EXERCISE DIRECTIONS: Pick out every line in the data below that contains the string "covered", and copy each of those lines unchanged.

— Start —

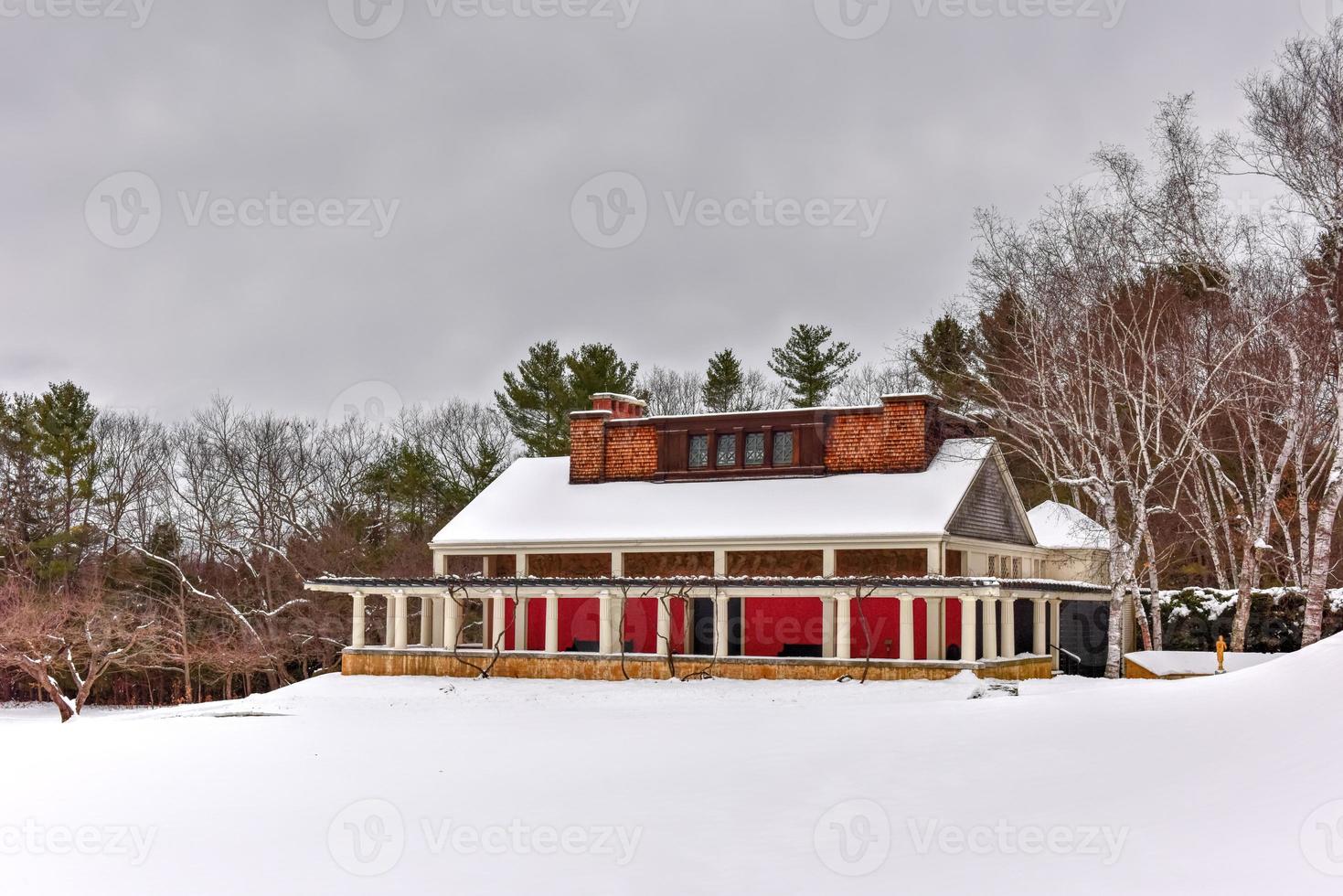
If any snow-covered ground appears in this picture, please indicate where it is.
[0,638,1343,896]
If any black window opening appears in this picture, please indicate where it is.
[773,432,793,466]
[745,432,764,466]
[715,435,737,466]
[689,435,709,470]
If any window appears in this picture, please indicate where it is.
[715,435,737,466]
[690,435,709,470]
[747,432,764,466]
[773,430,793,466]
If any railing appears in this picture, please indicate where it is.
[1049,644,1082,676]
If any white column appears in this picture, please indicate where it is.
[596,591,615,653]
[443,593,462,650]
[421,593,433,647]
[513,598,527,650]
[997,598,1017,659]
[985,598,997,659]
[1030,598,1049,656]
[484,590,506,650]
[836,593,853,659]
[924,598,943,659]
[430,595,447,647]
[900,593,914,659]
[821,595,836,658]
[713,593,728,656]
[960,595,977,662]
[545,591,560,653]
[1049,598,1063,672]
[349,591,364,647]
[392,591,410,650]
[658,595,672,656]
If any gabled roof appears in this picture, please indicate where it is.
[1026,501,1109,550]
[433,439,997,547]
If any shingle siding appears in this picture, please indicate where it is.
[947,457,1030,544]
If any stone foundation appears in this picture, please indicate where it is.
[341,647,1053,681]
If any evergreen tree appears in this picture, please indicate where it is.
[701,348,745,414]
[495,340,639,457]
[564,343,639,402]
[910,315,975,410]
[770,324,858,407]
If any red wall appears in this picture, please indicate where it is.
[504,598,965,659]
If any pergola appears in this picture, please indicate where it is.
[304,575,1109,669]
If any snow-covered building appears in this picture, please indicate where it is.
[309,393,1126,678]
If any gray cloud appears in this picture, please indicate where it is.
[0,0,1326,416]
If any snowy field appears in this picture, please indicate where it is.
[0,638,1343,896]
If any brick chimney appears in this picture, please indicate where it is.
[881,392,942,473]
[592,392,647,421]
[570,392,647,484]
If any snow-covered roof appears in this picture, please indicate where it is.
[1026,501,1109,550]
[1124,650,1286,676]
[433,439,994,547]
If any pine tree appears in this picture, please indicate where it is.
[495,340,639,457]
[564,343,639,410]
[701,348,745,414]
[770,324,858,407]
[495,340,573,457]
[910,315,975,410]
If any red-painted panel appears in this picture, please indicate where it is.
[741,598,823,656]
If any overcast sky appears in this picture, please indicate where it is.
[0,0,1343,419]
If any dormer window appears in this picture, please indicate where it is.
[715,435,737,466]
[773,430,793,466]
[745,432,764,466]
[689,435,709,470]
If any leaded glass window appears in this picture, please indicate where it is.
[773,430,793,466]
[690,435,709,470]
[717,435,737,466]
[747,432,764,466]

— End —

TASK RESPONSE:
If any snow-covered ground appears in this picture, please indicate where it is.
If any snow-covered building appears in this picture, please indicate where it is.
If any snow-covered roof appears in this picture, please indicate where it is.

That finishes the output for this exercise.